Problem requirements:
Scan the records for "with". Report each line that includes it.

Region pointing data
*** Block opens ***
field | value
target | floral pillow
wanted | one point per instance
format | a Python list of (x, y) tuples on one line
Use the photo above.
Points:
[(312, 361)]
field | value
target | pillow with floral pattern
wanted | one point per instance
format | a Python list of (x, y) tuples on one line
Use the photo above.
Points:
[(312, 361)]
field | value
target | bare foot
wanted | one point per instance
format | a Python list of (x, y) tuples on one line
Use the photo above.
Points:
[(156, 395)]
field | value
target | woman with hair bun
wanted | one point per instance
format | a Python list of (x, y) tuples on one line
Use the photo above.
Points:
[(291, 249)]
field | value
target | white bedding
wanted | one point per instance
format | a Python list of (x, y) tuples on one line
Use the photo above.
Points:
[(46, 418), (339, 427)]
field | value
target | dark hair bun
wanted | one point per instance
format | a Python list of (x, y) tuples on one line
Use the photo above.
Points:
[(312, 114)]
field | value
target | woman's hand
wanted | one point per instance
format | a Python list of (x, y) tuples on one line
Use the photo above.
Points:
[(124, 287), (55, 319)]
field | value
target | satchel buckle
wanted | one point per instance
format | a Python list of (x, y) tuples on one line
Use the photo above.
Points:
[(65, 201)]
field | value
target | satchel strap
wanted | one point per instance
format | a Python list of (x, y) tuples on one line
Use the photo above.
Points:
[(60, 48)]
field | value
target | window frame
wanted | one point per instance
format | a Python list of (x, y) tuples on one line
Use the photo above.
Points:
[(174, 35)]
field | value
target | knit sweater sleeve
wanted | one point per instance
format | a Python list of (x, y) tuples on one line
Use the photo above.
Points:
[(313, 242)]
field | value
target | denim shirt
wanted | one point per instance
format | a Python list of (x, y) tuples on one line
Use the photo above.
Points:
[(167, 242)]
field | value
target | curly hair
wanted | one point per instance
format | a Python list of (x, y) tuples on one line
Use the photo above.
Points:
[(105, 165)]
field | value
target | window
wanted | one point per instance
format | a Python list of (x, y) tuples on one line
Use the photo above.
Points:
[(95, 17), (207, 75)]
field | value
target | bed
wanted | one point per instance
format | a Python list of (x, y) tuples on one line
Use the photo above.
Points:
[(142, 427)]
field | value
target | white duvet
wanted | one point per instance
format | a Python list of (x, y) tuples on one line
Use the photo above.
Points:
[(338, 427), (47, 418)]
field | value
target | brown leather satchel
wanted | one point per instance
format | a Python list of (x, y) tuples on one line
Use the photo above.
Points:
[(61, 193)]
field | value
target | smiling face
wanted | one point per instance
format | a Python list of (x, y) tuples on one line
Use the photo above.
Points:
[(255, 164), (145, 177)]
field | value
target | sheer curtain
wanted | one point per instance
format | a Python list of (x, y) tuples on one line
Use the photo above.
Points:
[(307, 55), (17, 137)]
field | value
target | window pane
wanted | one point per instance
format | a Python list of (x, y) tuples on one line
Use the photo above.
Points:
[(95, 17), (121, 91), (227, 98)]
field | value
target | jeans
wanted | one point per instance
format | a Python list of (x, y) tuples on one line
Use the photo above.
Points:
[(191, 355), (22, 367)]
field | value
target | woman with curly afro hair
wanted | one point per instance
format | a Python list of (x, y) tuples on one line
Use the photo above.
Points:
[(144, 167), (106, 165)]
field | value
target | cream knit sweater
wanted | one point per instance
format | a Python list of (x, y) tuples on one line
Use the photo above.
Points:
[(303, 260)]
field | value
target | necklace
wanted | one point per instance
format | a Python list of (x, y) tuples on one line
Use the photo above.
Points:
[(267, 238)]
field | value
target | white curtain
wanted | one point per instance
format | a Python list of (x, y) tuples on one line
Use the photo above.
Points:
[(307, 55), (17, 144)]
*** Block closes ***
Solution to this problem:
target | pillow with floral pattern
target | woman with hair bun
target | woman with curly afro hair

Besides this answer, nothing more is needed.